─── Source data ───
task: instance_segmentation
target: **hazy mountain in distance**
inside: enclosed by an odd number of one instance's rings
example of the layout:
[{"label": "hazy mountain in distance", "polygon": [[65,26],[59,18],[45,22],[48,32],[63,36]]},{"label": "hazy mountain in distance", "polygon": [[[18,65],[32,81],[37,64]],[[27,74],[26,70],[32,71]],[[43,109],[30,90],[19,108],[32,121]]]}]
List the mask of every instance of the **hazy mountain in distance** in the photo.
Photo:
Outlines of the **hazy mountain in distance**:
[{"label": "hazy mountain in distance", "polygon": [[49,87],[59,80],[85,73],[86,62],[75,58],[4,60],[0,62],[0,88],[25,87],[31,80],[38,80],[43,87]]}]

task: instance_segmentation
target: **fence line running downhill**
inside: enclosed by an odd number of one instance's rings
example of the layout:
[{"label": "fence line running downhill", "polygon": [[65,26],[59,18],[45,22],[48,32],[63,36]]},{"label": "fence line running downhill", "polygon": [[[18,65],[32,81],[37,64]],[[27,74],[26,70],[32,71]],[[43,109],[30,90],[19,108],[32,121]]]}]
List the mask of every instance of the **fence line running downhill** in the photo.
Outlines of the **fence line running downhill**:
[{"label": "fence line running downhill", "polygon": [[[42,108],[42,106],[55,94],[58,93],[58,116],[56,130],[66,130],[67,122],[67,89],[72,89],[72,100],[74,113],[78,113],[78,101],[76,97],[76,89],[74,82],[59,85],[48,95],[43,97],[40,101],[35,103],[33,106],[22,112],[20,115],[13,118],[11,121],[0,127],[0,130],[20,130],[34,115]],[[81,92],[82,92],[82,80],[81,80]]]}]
───
Work request: Word for word, restate the lines above from the line containing "List the mask of every instance of the **hazy" through the line containing "List the mask of every instance of the **fence", with both included and nothing else.

Exercise solution:
List the mask of every instance of the **hazy mountain in distance** in the photo.
Photo:
Outlines of the **hazy mountain in distance**:
[{"label": "hazy mountain in distance", "polygon": [[49,87],[59,80],[85,73],[86,62],[75,58],[4,60],[0,62],[0,88],[25,87],[31,80],[38,80],[43,87]]}]

task: instance_segmentation
target: **fence line running downhill**
inside: enclosed by an odd number of one instance's rings
example of the layout:
[{"label": "fence line running downhill", "polygon": [[65,26],[59,18],[45,22],[48,32],[63,36]]},{"label": "fence line running downhill", "polygon": [[[18,65],[32,81],[37,64]],[[27,74],[26,70],[32,71]],[[43,109],[30,90],[19,108],[32,121]]]}]
List the mask of every instance of the **fence line running downhill** in the photo.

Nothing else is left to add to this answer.